** start **
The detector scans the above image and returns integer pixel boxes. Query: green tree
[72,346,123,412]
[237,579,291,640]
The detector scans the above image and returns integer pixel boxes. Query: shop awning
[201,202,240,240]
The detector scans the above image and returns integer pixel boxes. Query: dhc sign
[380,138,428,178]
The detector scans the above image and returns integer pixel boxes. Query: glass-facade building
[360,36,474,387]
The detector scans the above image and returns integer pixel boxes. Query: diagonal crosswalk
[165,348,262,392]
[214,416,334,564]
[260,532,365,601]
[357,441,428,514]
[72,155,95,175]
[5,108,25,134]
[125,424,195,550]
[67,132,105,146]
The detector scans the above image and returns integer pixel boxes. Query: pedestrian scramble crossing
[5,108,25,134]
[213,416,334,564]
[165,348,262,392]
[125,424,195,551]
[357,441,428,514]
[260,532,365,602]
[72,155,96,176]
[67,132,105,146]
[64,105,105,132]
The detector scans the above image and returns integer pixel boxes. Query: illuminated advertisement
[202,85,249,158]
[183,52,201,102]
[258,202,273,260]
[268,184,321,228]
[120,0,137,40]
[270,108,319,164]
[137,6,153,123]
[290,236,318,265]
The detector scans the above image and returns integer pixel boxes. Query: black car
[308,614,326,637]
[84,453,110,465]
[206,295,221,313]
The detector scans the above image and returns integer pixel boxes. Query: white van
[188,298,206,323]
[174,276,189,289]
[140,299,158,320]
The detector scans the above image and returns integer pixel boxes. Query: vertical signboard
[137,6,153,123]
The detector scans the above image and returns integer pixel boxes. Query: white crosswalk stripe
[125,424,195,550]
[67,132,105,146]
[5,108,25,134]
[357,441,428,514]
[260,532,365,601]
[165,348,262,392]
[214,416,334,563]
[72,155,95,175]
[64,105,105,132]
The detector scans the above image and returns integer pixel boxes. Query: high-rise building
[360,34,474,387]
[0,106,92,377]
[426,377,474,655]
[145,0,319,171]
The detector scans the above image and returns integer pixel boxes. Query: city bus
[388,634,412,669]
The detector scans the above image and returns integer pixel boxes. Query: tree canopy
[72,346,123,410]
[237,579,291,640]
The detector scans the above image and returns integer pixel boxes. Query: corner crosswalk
** end **
▶ [WRITTEN TASK] Rescale the lines beginning with the one containing "Query: tree canopy" and continuing through the final line, and reproduce every line in that span, requests included. In the answers, multiply each bounding-box coordinate by 1.05 and round to whole numbers, with halves rounded up.

▶ [THE SOLUTION]
The detector scans the above image and returns integer pixel boxes. Query: tree canopy
[76,363,129,431]
[249,608,306,672]
The detector scans the above image and returns integer pixel boxes. Query: corner crosswalk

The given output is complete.